ЗАДАНИЕ 1:
Поправьте отрывок о Ключевском: перепишите кусок от слов «Таким образом, историографа» до слов «обобщенную характеристику Ключевского-учителя.», поставив «короткого доклада» вместо «учебной лекции».

Каким был В.О. Ключевский в общении со своими учениками, и как они его характеризовали в качестве своего научного наставника? Какое он придавал значение коммуникационным связям в науке, и сформировался ли у его магистрантов образ их единения вокруг фигуры Ключевского как выражение научной школы? Сложился ли у него собственный взгляд на формы коллективного сотворчества? Наконец, каким образом он воспринимал формирующееся вокруг него явление ученичества, и выразил ли он отношение к собственной персоне как лидеру научного сообщества (научной школы)?

Серия поставленных вопросов может содействовать решению важных аспектов схоларных исследований, позволяющих акцентировать внимание на попытках научной самоидентификации, как отдельного ученого, так и научного коллектива. Отмечая принципиальную важность получения ответов на данные вопросы для воссоздания представлений участников того или иного сообщества в науке (носителей той или иной научной традиции) для научной идентификации модели научного общения, следует помнить о субъективном факторе. Теоретически можно предположить, что факт наличия научной школы может осознаваться, либо не осознаваться ее фигурантами. Кроме того, не исключаются ситуации не совпадающих между ними оценок характера научного сообщества и роли лидера в нем.

Вполне определенный субъективизм может быть допущен и со стороны исследователя-историографа. Нельзя не согласиться с мнением Г.П. Мягкова, что ««эмпирическое обнаружение» школы – познавательный процесс, полный противоречий. Можно «обнаружить» школу там, где ее нет, и, наоборот, не увидеть школы там, где она реально существовала»[701].

Таким образом, историографа на путях изучения схоларных процессов поджидают проблемы, связанные как с субъективизмом информации историографических источников, так и сложностями интерпретационной деятельности исследователя-историографа.

Обратимся к попытке воссоздания образа (портрета) В.О. Ключевского в интересующем нас ключе. Целесообразно первоначально «дать слово» его ученикам, выразившим свое отношение к Ключевскому в серии мемуарных зарисовок. Но анализ их общего комплекса потребовал бы обращения к весьма объемной информации и занял бы немало времени, чего не позволяет формат учебной лекции. Поэтому попробуем дать лаконичную и обобщенную характеристику Ключевского-учителя.

ИСХОДНЫЕ МАТЕРИАЛЫ:
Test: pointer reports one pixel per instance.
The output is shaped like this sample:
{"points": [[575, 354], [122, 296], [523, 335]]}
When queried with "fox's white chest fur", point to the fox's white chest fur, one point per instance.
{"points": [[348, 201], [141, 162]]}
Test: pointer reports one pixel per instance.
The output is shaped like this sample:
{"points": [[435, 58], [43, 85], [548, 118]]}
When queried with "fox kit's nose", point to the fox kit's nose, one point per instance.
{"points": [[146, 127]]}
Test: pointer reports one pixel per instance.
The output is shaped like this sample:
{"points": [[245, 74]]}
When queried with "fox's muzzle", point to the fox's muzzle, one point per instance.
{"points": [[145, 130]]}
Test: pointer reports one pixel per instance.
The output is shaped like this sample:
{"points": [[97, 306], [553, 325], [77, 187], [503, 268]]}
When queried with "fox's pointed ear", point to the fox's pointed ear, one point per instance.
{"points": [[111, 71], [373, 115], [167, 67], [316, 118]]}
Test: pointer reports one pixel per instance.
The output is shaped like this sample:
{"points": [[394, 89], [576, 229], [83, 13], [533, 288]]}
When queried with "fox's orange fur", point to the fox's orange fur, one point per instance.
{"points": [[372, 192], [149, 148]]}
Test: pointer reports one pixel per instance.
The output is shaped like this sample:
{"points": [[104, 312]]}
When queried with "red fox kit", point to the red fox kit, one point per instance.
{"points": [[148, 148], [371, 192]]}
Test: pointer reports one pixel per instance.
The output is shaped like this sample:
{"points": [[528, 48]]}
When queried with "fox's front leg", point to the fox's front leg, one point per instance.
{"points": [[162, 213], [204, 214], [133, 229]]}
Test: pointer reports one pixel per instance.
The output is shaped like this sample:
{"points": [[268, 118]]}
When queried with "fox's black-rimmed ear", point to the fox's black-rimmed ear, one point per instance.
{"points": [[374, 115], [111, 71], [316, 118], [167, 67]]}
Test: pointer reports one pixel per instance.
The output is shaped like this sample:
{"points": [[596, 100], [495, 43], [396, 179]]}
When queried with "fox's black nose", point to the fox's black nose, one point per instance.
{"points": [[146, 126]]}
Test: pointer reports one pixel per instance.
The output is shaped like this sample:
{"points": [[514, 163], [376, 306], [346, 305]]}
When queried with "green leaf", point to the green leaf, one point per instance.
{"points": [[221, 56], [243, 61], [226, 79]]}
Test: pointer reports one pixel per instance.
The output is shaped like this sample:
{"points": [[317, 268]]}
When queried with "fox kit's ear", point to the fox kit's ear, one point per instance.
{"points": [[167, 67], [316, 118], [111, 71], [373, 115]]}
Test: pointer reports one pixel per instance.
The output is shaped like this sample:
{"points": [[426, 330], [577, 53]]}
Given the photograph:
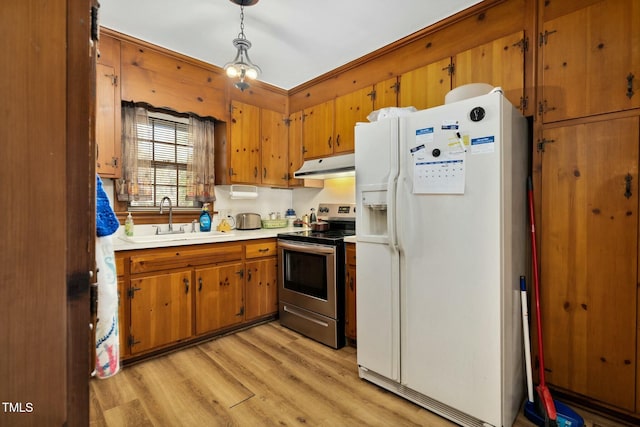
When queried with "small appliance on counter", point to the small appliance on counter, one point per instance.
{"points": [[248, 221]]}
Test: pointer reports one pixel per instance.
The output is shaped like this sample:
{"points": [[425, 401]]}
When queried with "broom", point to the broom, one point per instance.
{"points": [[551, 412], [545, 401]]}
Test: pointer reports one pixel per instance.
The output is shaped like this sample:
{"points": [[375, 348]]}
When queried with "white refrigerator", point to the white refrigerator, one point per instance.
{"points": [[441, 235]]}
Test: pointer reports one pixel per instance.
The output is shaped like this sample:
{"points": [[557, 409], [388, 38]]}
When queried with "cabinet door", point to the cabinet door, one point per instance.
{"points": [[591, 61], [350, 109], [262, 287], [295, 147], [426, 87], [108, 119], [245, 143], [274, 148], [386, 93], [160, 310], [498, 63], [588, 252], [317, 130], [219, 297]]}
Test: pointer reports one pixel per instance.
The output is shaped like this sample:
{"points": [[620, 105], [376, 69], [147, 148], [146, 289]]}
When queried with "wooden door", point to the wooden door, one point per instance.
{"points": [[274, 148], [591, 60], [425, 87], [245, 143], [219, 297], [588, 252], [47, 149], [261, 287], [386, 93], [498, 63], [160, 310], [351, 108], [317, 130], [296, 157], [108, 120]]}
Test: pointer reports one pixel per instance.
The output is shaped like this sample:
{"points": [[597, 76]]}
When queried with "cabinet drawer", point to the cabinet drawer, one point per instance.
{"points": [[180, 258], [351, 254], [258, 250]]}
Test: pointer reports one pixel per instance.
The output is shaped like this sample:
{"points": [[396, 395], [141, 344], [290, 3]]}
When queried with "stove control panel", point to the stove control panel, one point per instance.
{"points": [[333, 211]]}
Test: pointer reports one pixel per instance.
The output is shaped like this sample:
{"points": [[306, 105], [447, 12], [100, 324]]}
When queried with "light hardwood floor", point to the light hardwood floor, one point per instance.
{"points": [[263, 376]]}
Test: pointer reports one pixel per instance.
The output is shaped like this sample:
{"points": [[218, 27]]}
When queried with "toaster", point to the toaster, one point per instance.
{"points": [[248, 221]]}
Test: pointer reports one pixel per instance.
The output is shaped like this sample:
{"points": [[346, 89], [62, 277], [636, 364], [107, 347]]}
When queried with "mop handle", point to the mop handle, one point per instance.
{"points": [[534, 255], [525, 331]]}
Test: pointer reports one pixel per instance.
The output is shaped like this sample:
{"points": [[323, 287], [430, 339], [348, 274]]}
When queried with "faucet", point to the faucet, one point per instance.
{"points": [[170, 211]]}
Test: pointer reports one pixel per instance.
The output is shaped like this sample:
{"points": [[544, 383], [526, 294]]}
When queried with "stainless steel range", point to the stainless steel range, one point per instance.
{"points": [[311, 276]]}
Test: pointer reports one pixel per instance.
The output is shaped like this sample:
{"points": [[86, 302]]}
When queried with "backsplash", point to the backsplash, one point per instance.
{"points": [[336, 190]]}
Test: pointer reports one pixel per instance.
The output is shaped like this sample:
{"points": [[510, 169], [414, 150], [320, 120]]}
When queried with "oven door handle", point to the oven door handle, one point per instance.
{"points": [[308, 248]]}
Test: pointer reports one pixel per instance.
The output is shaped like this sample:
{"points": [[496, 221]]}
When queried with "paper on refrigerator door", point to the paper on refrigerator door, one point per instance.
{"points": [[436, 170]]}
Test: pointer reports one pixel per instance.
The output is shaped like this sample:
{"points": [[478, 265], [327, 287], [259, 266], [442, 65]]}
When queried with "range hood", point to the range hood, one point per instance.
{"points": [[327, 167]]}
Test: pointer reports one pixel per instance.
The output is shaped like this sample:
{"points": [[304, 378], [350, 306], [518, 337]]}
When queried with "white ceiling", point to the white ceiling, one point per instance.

ЗАДАНИЕ 2:
Отыщите в записях все строки со словом «refrigerator» и выпишите их.

ОТВЕТ 1:
Таким образом, историографа на путях изучения схоларных процессов поджидают проблемы, связанные как с субъективизмом информации историографических источников, так и сложностями интерпретационной деятельности исследователя-историографа.

Обратимся к попытке воссоздания образа (портрета) В.О. Ключевского в интересующем нас ключе. Целесообразно первоначально «дать слово» его ученикам, выразившим свое отношение к Ключевскому в серии мемуарных зарисовок. Но анализ их общего комплекса потребовал бы обращения к весьма объемной информации и занял бы немало времени, чего не позволяет формат короткого доклада. Поэтому попробуем дать лаконичную и обобщенную характеристику Ключевского-учителя.

ОТВЕТ 2:
When queried with "white refrigerator", point to the white refrigerator, one point per instance.
When queried with "paper on refrigerator door", point to the paper on refrigerator door, one point per instance.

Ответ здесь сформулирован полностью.